• [Records to use]:
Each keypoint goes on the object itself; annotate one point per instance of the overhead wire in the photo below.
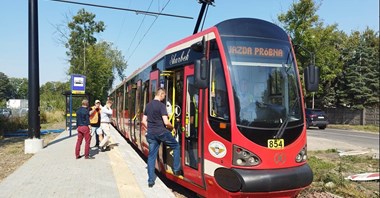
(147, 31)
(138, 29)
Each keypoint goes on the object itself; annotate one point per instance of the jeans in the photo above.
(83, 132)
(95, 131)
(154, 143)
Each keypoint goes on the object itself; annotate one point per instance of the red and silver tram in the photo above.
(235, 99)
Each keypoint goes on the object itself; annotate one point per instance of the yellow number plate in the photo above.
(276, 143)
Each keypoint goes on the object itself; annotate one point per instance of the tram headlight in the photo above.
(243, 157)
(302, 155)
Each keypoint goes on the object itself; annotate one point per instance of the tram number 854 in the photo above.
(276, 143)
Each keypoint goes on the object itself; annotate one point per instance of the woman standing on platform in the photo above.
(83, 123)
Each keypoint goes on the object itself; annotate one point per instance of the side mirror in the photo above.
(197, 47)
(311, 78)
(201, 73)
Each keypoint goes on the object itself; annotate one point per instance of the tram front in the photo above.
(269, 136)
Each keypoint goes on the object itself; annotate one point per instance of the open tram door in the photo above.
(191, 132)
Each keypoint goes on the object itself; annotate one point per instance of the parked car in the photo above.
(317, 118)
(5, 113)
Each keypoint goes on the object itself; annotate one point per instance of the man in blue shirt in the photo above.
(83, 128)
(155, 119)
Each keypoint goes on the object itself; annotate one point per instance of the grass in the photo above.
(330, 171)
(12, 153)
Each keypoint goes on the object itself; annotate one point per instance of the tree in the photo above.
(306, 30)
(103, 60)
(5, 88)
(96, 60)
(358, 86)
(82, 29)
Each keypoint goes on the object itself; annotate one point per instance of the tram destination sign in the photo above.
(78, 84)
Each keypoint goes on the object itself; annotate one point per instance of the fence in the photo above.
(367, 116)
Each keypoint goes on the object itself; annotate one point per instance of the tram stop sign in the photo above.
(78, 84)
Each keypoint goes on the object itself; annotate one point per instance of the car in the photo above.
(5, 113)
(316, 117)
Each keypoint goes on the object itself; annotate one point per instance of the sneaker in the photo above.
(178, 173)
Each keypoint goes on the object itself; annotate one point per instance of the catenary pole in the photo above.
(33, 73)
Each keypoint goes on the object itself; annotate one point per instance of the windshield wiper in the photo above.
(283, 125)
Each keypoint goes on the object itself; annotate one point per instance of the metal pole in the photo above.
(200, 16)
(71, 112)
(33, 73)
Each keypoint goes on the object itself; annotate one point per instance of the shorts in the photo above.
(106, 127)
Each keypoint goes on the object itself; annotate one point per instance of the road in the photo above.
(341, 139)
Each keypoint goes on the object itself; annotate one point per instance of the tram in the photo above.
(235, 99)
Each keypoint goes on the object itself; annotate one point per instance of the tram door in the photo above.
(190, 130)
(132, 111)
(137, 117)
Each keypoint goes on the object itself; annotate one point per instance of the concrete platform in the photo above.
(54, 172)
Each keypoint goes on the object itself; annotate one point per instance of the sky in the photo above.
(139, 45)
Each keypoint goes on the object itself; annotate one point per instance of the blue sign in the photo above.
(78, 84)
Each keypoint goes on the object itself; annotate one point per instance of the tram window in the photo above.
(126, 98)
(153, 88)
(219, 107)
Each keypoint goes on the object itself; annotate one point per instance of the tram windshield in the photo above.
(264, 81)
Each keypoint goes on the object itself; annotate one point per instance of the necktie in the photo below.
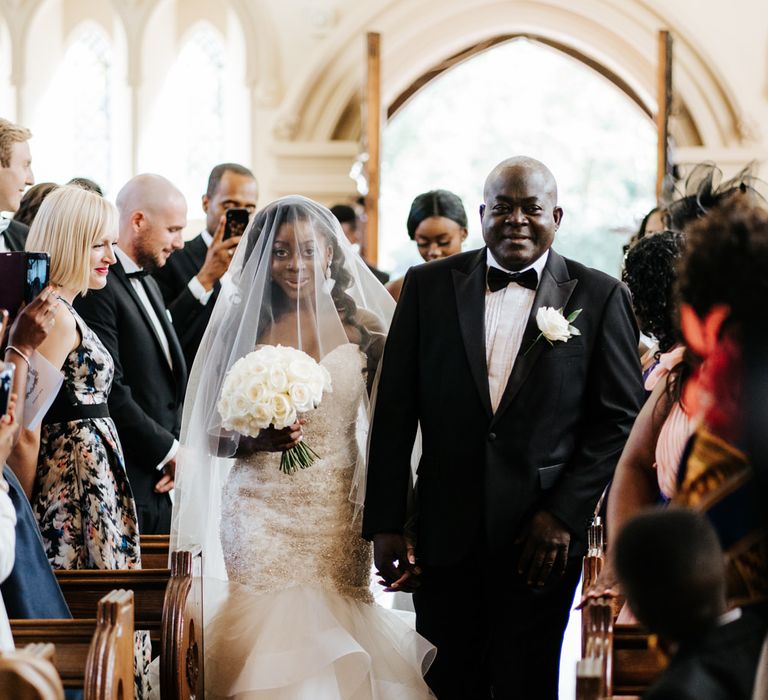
--
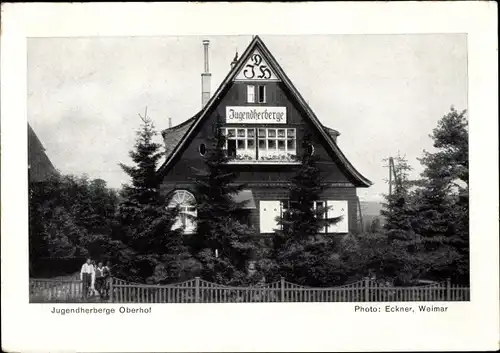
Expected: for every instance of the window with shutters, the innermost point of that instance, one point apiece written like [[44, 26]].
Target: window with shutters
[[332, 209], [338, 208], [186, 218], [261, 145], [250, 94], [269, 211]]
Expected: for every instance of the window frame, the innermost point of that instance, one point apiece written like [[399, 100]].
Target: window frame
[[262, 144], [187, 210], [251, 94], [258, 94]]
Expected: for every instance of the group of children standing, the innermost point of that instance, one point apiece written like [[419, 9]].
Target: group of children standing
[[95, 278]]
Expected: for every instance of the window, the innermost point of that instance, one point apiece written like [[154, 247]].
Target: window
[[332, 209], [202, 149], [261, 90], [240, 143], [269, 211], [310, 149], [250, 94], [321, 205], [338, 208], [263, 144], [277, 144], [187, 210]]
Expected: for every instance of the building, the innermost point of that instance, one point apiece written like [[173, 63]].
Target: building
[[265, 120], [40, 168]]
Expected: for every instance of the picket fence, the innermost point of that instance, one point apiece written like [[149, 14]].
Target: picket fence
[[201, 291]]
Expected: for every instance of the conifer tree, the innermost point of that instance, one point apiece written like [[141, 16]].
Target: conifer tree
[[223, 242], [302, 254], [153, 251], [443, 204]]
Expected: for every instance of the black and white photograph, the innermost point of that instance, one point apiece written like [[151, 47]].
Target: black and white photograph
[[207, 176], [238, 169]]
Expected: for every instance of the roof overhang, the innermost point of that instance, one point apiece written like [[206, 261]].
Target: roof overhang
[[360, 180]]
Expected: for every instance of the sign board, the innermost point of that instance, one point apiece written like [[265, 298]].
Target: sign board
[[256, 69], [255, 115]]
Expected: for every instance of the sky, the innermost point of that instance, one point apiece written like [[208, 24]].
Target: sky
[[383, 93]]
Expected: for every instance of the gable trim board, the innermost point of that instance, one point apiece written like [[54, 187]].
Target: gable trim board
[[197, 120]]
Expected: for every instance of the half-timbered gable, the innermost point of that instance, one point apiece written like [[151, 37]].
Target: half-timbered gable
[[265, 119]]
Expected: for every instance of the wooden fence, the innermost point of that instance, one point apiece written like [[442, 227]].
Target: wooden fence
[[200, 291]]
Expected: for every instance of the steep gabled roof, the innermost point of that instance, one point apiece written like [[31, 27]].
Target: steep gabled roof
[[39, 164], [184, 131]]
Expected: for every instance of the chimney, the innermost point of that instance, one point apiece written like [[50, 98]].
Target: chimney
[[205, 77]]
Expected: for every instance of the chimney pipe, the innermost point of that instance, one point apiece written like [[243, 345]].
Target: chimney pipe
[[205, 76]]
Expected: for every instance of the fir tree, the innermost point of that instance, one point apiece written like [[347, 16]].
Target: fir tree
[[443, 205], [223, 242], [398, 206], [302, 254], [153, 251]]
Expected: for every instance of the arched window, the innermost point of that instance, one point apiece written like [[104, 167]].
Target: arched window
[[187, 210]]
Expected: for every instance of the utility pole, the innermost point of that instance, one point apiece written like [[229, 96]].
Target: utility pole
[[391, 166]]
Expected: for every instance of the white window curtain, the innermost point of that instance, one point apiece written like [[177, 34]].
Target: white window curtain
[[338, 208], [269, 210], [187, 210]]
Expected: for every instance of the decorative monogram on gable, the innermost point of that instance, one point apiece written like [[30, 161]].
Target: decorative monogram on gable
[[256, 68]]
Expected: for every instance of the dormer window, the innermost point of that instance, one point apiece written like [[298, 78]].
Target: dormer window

• [Exercise instructions]:
Please update the entries from the line that has "Expected: for every instance of the window, the" through the line that has "[[207, 176], [238, 169]]", writing "central point" in place of "innermost point" and leaving everything else as it stands.

• [Full answer]:
Expected: for every instance of the window, the central point of that instance, one point apiece written like [[154, 247]].
Target: window
[[332, 209], [202, 149], [261, 90], [240, 143], [269, 211], [310, 149], [250, 94], [321, 205], [338, 208], [263, 144], [277, 144], [187, 210]]
Expected: for every instance of the building, the central point of that instance, one point apiece written like [[173, 63]].
Target: building
[[265, 120], [40, 168]]
Expected: for every instance of the picket fence, the central point of that instance, one point apiece written like [[149, 14]].
Target: picket fence
[[201, 291]]
Expected: for every instance of the conifer tree, the central point of that instance, one point apiece written like [[141, 16]].
Target: conifer tree
[[223, 242], [302, 254], [153, 251], [443, 204]]
Expected: for every instance of the black and white photograph, the central point of that instance, one point apiece written like [[151, 47]].
Target: black and white photograph
[[207, 176], [238, 169]]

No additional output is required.